> _SHORT TASK_: Quote each line exactly, from the line that contains "Can you see the red tulip?" down to the last line of the listing, and no other lines.

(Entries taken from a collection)
────────
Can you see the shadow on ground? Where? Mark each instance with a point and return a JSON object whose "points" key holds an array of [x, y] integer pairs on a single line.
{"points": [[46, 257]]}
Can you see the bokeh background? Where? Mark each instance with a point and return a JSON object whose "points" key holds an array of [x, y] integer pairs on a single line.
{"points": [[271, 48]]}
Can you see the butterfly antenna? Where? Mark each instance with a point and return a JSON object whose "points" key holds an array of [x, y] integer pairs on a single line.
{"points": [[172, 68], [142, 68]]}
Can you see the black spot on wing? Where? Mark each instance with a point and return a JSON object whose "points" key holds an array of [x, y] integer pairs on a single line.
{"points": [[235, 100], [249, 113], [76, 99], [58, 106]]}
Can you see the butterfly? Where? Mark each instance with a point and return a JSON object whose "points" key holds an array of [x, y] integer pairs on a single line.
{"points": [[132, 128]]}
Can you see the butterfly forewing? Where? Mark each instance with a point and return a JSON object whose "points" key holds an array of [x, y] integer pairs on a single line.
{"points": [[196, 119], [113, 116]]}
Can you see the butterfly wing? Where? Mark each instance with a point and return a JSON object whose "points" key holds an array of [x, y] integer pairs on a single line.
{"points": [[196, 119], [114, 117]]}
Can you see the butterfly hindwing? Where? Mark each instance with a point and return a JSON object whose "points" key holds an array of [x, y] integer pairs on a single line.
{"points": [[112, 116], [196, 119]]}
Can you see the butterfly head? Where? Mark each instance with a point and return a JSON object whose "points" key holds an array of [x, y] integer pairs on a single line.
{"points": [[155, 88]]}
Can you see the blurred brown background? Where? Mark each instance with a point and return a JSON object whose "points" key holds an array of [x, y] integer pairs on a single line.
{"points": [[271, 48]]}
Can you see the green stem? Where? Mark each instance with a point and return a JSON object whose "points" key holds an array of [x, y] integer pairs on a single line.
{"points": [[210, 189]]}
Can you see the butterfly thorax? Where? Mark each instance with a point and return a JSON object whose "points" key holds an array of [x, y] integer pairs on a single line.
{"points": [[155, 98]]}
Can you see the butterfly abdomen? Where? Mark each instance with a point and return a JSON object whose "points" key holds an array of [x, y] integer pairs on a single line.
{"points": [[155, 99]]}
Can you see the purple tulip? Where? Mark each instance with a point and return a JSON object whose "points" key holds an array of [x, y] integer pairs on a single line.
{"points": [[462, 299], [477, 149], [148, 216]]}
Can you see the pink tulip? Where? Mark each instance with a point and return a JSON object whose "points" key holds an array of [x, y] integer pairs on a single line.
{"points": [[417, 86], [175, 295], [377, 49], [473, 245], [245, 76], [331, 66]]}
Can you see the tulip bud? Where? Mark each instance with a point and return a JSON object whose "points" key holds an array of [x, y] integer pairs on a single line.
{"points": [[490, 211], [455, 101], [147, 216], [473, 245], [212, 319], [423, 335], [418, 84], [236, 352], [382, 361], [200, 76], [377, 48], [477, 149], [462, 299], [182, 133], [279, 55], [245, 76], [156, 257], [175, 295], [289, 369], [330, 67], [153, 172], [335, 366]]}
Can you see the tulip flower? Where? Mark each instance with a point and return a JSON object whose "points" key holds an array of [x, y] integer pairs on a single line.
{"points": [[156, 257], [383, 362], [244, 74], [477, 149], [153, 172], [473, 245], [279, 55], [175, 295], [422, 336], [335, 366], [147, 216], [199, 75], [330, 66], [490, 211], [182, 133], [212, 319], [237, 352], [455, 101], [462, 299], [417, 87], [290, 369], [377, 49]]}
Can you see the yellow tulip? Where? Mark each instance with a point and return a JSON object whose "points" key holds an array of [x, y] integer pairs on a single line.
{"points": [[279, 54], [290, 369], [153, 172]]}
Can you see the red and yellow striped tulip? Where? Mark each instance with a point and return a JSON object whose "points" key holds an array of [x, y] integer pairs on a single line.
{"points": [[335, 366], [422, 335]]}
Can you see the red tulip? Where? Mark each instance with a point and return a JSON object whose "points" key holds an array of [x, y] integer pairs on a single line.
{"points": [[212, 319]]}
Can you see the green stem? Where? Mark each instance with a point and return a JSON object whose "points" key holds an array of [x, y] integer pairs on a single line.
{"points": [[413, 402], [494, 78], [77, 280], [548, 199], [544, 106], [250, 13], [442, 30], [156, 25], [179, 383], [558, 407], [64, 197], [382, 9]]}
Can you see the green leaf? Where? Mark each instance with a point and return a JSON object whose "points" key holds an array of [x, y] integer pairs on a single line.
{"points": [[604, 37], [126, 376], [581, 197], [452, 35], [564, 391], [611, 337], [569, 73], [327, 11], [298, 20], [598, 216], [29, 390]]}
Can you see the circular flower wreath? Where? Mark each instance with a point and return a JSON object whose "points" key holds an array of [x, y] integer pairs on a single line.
────────
> _COMPLETE OUTPUT_:
Can you see the red tulip? Where? Mark each instance with a point and return a JSON object whose "points" key holds an array of [x, y] integer pairs on a single line.
{"points": [[212, 319]]}
Can you see the green stem? Where? Mark each instance with a point and return a JSON object whose "points" key holds an array of [x, y] integer pairs on a single line.
{"points": [[413, 402], [494, 78], [77, 280], [548, 199], [544, 106], [250, 13], [442, 30], [156, 25], [179, 383], [558, 407], [64, 197], [382, 9]]}
Can you see the green leaf? Where? Mark each instance with a point and return a JSON object whose "points" key holds an array of [x, y] integer pairs on a single line.
{"points": [[604, 37], [126, 376], [581, 197], [452, 35], [564, 391], [611, 337], [569, 73], [327, 11], [298, 20], [598, 216], [29, 390]]}
Can you see the circular flower wreath? Where? Mark each instance with a point and return a JSON object whose "points" key holds an array of [x, y] integer pairs on a single line.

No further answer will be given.